*** SOURCE INFORMATION Section Begins ***

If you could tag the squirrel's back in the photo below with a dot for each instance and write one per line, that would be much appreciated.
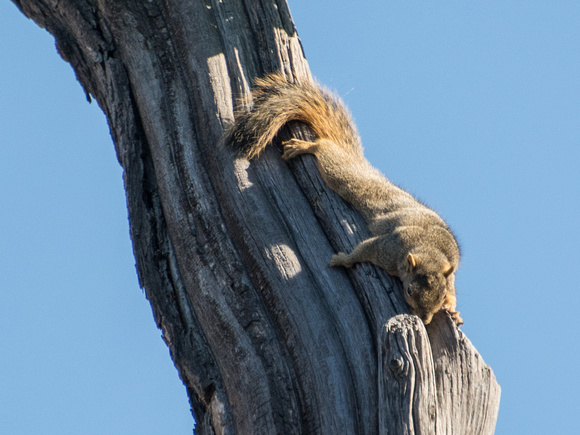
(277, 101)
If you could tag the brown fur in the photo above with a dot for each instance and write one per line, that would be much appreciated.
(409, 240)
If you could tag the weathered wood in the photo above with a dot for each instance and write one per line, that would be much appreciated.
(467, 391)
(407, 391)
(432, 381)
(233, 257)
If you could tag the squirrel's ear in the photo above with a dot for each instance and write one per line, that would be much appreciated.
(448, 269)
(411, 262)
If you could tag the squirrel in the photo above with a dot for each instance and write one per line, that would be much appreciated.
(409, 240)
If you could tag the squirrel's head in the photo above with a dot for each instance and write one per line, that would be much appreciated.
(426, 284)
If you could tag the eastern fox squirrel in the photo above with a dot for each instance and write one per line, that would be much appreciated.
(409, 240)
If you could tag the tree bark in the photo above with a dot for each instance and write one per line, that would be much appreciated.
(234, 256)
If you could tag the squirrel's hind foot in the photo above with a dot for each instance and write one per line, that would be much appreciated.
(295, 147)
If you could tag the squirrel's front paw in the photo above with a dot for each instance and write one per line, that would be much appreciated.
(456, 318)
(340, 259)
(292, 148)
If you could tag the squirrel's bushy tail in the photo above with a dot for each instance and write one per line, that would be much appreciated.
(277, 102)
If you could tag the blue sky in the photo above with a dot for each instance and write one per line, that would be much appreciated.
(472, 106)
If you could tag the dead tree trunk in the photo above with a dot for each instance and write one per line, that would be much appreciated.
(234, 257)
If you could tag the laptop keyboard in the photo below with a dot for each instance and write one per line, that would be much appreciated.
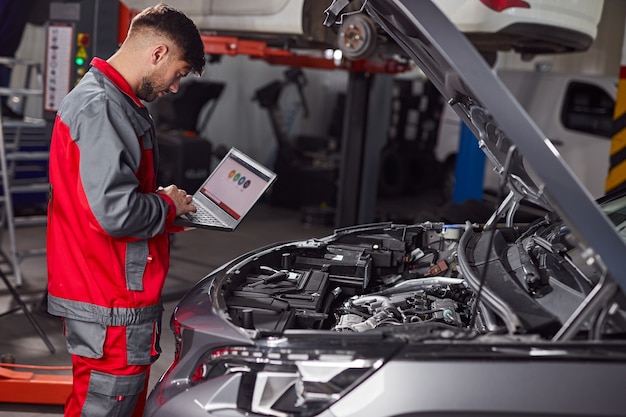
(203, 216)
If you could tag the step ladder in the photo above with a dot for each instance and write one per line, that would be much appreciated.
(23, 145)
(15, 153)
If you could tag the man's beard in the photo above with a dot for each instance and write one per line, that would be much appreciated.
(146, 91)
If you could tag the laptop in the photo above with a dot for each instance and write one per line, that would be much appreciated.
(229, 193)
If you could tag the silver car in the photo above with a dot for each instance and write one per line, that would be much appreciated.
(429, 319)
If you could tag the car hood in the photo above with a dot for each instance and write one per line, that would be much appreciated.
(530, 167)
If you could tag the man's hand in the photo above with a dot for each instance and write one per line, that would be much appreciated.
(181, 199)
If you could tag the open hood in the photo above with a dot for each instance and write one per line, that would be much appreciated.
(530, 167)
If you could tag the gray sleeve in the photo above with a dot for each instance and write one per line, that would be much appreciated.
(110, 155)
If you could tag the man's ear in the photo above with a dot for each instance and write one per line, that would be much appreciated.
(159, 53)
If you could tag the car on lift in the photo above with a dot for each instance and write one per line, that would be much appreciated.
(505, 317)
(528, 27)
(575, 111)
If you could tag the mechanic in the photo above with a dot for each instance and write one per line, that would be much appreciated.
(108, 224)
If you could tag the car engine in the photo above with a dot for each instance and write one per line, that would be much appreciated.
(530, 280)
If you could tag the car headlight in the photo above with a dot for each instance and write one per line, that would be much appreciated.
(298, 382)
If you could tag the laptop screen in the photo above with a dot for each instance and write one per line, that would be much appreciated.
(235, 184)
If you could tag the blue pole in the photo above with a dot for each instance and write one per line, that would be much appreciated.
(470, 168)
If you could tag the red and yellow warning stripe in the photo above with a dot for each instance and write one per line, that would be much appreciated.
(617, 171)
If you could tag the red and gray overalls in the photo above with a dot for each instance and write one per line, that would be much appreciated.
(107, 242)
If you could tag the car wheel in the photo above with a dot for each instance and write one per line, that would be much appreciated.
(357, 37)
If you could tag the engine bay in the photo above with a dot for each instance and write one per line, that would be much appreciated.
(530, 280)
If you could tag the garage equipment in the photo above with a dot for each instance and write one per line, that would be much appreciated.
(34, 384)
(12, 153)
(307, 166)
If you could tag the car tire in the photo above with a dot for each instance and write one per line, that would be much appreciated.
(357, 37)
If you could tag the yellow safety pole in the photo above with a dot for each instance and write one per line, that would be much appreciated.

*** SOURCE INFORMATION Section Ends ***

DIRECTIONS:
Retype the records verbatim, excluding each image they hold.

OUTPUT FOR THIS TASK:
If you could tag the squirrel's back in the photo below with a dot for each instance and write one per line, that would be much appreciated.
(277, 101)
If you could tag the brown fur in the photo above with a dot for each instance and write one per line, that would be much appreciated.
(409, 240)
If you could tag the weathered wood in the photo above with a dot for each instance and write one per line, that would be much appreciated.
(467, 391)
(407, 391)
(432, 381)
(233, 257)
If you could tag the squirrel's ear in the photo above with a dot for each instance and write one per line, that would be much appreciated.
(448, 269)
(411, 262)
If you could tag the squirrel in the photo above with a dot for each instance and write one per line, that would be much appreciated.
(409, 240)
If you could tag the squirrel's head in the photo above with a dot for each instance and write one per line, that would be much appreciated.
(426, 284)
If you could tag the eastern fox squirrel in the photo above with a dot for each instance and write one per line, that would be much appreciated.
(409, 240)
If you could tag the tree bark in the photo above with a dot for each instance and write one per line, that would be much appreciated.
(234, 256)
If you could tag the squirrel's hind foot in the photo above with a dot for each instance and write one per line, that would be much appreciated.
(295, 147)
If you could tag the squirrel's front paw in the photo above with a dot for each instance and write one per line, that would be much appreciated.
(456, 318)
(340, 259)
(292, 148)
If you could tag the squirrel's bushy tail in the photo above with a dot for each instance and write one per line, that would be much appreciated.
(277, 102)
If you could tag the blue sky in the photo above with a dot for each instance and write one per line, that would be much appreciated.
(472, 106)
If you could tag the dead tree trunk in the photo above with a dot for each instance and write one per line, that would be much appreciated.
(234, 257)
If you could tag the laptop keyboard in the photo below with a dot for each instance and write one per line, that would be much appreciated.
(203, 216)
If you could tag the step ladder in the photo above with a dot for each instance and write one per line, that would be much appreciated.
(23, 145)
(15, 153)
If you could tag the man's beard in the photo above with a dot for each instance and write one per line, that would be much appreciated.
(146, 91)
If you could tag the laptop in the photo above with a dot for each instance and write one per line, that would be much appreciated.
(229, 193)
If you could tag the silver car in the photo above with a dot for each instance and write one per line, that would be much appreciated.
(429, 319)
If you could tag the car hood in the photo above with a dot for each instance and write one per line, that would be much appreciated.
(530, 167)
If you could tag the man's hand in the photo above with a dot for each instance and write one per line, that would be much appreciated.
(181, 199)
If you could tag the open hood in the photo above with a dot for each instance and write one per line, that would be much appreciated.
(530, 167)
If you could tag the gray sleeve in the photo above with a dot for each instance and write one per line, that would be much appreciated.
(110, 155)
If you could tag the man's ear in the photo above with a dot for each instance and write one per line, that would be much appreciated.
(159, 53)
If you could tag the car on lift in the photo above with a dot for each instance and write one per line, that would be much appreciated.
(505, 317)
(528, 27)
(575, 111)
If you could tag the mechanic in the photo above with a dot for each instance and write one per line, that would be much appreciated.
(108, 224)
If you could tag the car engine in the photo above with a dot for each instance and write one per line, that would be much appreciated.
(530, 280)
If you could tag the car headlight in the photo above with a dot for each instance and write one per line, that would be much appreciated.
(298, 382)
If you could tag the laptop screen in the photo above with a dot for each instance and write one per line, that would be much appreciated.
(235, 184)
If you could tag the blue pole in the photo above with a dot for each instance and write one per line, that would be much appreciated.
(470, 168)
If you could tag the red and yellow warning stripe in the photo above with a dot for each instance and write one per line, that would be much appreciated.
(617, 171)
If you could tag the red and gray overalls in the photo above with a dot for each instance and write one per line, that would be much appreciated.
(107, 242)
If you could tag the car wheel in the photo above with a dot for each instance and write one per line, that would be much appreciated.
(357, 37)
If you could tag the engine bay in the photo above with a dot for each instance and write one per line, that would be much appreciated.
(530, 280)
If you could tag the garage equipment in the photo above with a dot for each instance and write one per line, that would be much appreciated.
(34, 384)
(12, 153)
(307, 166)
If you could tag the car tire in the photo above with a dot for each instance and write one per line, that would be much appreciated.
(357, 37)
If you could tag the yellow safety pole in the photo above with a dot for each instance and write one per line, that would be much appreciated.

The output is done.